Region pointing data

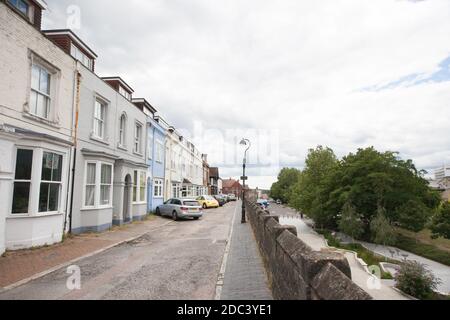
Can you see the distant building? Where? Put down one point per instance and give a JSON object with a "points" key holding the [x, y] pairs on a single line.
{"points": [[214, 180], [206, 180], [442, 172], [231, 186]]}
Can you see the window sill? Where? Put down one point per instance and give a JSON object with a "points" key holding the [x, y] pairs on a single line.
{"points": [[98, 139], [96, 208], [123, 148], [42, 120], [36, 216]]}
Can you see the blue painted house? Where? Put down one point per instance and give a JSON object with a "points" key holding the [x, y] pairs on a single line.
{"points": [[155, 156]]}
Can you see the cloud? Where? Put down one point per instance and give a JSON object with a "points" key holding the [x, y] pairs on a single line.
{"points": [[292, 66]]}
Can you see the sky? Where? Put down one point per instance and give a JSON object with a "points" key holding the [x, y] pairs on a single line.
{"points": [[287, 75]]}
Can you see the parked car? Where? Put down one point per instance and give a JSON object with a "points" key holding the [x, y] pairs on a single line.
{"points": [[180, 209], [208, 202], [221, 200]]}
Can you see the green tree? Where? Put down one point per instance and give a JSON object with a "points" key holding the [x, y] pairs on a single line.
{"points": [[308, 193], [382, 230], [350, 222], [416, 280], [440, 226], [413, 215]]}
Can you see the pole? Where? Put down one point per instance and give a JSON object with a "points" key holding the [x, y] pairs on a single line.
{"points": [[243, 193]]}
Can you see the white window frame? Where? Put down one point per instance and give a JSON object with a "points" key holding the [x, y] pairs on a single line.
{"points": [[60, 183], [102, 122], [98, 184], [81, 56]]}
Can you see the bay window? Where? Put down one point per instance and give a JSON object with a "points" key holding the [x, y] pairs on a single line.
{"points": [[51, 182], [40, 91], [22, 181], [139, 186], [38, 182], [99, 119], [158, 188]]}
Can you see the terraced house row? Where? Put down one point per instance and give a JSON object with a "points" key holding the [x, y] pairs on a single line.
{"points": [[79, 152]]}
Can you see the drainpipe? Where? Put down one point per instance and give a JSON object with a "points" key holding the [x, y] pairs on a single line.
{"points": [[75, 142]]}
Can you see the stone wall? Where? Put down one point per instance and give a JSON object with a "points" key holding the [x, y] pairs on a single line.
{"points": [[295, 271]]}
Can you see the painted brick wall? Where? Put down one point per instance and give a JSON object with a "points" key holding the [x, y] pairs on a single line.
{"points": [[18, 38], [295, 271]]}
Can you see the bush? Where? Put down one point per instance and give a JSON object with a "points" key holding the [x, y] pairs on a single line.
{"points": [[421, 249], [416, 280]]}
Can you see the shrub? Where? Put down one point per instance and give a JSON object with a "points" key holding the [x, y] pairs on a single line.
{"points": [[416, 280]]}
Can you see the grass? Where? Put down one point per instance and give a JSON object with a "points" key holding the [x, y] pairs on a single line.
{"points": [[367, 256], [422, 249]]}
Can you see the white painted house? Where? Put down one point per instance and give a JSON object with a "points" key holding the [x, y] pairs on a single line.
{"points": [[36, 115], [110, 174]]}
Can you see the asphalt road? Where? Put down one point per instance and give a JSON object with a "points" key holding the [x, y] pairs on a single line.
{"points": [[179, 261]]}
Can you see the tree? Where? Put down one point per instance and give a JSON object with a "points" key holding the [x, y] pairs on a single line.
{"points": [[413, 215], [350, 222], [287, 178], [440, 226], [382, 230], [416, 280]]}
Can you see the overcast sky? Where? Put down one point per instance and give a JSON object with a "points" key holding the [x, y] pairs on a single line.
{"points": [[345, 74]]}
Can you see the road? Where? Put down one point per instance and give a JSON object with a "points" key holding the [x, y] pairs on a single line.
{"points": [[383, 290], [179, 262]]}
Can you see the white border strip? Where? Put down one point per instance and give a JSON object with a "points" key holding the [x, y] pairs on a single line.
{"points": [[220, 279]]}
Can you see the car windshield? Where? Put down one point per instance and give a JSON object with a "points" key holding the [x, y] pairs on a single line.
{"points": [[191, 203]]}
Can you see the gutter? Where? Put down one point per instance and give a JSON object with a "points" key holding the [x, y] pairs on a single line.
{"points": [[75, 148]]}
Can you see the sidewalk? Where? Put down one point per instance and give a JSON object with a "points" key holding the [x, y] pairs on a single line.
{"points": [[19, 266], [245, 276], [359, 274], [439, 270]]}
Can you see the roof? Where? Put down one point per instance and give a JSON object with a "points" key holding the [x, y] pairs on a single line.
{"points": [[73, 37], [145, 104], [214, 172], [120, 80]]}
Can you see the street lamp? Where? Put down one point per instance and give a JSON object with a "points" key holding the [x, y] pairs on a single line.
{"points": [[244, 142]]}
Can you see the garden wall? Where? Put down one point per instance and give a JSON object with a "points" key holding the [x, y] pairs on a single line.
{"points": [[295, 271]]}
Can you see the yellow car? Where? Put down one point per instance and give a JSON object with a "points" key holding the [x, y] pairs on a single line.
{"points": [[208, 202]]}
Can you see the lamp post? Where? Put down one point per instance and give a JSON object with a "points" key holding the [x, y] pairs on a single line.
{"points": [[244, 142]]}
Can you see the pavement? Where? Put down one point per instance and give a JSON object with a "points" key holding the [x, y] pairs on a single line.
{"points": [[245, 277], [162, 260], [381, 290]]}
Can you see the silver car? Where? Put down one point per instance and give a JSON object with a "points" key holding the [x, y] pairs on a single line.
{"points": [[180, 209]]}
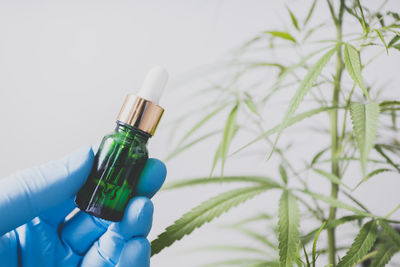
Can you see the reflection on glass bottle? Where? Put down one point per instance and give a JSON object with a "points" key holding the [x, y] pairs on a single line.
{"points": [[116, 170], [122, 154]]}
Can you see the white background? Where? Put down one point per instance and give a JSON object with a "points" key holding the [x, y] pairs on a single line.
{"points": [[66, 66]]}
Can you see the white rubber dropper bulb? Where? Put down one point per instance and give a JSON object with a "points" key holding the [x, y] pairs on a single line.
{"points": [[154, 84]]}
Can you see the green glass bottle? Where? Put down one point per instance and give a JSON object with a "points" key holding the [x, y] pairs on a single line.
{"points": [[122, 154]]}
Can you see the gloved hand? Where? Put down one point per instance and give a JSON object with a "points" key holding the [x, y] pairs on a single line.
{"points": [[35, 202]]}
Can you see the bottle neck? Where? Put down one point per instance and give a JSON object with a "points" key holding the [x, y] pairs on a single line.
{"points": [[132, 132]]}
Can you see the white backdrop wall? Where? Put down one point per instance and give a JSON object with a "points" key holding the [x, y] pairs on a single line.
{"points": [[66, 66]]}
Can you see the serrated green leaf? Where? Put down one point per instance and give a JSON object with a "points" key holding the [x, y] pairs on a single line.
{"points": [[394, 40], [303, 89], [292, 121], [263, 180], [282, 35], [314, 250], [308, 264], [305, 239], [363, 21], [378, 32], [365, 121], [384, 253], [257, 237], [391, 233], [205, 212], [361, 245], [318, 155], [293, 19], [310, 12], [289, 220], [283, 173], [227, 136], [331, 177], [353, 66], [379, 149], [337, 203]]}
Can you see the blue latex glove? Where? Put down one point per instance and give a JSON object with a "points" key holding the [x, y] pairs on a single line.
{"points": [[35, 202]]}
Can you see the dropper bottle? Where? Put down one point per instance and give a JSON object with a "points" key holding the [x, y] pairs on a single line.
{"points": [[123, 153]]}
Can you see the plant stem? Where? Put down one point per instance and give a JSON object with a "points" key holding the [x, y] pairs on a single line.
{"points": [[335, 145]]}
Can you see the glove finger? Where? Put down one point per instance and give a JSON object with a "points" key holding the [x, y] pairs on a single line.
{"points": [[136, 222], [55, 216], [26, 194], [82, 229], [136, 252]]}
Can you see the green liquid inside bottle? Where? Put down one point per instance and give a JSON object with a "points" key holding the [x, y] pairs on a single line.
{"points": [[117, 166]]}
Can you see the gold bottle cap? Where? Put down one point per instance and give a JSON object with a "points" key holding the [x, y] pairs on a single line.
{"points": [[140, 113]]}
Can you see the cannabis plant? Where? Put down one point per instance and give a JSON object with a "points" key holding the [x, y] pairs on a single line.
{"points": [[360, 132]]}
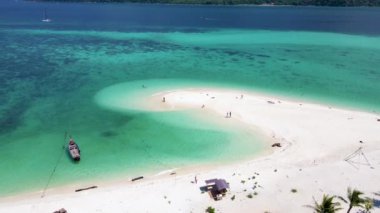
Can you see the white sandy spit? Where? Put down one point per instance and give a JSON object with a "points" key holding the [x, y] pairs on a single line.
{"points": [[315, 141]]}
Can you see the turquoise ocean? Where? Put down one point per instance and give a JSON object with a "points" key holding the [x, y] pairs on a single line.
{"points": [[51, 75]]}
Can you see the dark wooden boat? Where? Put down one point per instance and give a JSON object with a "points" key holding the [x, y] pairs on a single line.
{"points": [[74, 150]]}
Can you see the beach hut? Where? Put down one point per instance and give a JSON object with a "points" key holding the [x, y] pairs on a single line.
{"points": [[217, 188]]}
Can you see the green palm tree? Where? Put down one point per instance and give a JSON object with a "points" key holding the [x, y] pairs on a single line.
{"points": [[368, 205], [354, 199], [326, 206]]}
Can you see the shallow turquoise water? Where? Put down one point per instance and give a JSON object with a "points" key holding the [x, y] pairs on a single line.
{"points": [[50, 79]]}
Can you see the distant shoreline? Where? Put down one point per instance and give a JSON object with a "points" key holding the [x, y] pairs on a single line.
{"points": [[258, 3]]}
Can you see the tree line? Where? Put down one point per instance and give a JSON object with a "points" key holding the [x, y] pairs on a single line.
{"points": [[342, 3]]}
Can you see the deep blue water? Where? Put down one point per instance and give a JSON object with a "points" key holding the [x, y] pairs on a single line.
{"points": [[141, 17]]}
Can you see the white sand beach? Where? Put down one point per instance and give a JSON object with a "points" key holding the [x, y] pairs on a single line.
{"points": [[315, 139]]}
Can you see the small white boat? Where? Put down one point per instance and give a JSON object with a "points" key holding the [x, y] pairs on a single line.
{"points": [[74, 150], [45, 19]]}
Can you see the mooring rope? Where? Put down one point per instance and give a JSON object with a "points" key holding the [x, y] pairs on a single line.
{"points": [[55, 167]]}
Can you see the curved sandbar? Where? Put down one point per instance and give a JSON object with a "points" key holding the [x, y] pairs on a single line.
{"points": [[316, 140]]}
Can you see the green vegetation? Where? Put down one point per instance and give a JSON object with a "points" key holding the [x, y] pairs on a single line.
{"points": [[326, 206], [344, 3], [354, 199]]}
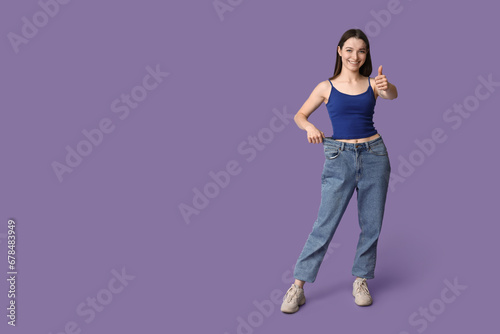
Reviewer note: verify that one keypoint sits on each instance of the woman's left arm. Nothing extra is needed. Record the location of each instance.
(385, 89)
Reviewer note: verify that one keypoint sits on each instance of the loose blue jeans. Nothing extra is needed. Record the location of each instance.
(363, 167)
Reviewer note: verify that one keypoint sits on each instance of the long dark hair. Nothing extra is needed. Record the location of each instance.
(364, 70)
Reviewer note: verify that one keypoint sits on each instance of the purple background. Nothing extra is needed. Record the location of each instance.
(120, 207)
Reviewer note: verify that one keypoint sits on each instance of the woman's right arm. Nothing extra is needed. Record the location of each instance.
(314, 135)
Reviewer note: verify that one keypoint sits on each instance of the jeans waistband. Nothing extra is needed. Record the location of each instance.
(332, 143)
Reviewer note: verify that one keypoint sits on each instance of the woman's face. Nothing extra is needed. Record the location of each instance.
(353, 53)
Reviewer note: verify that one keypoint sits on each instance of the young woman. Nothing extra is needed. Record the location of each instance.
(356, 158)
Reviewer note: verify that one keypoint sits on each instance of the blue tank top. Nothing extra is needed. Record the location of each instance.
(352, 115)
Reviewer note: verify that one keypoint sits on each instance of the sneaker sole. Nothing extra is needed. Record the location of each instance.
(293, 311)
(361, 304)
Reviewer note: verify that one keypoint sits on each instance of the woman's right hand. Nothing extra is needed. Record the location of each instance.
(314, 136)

What the task asks –
The response must contain exactly the lines from the one with "of the jeans" to the end of the entries above, both included, and nothing more.

Finished exercise –
Reviewer note: verify that one keypoint sits on each instance of the jeans waistband. Nothing extra is needed. Record the location of each instance.
(332, 143)
Reviewer note: verify that one keypoint sits on each instance of the woman's face. Nothing extra is needed. Record the location of each instance.
(353, 53)
Reviewer note: verify that one keypoint sits on each instance of the young woman. Nothing extra is needed. Record the location of each instance.
(356, 158)
Reviewer note: verify that one keypoint sits on each instance of the blue tank top. Nothing extra is needed. Record the location of each instance.
(352, 115)
Reviewer note: verify that one keypoint sits on each instance of the sneaker sole. Nothing extra is needed. Record the location of each instance.
(293, 311)
(361, 304)
Reviewer note: verify that one keypoint sits on each instance of the woman's right hand. Nothing extra is needed. Record the location of each instance.
(314, 136)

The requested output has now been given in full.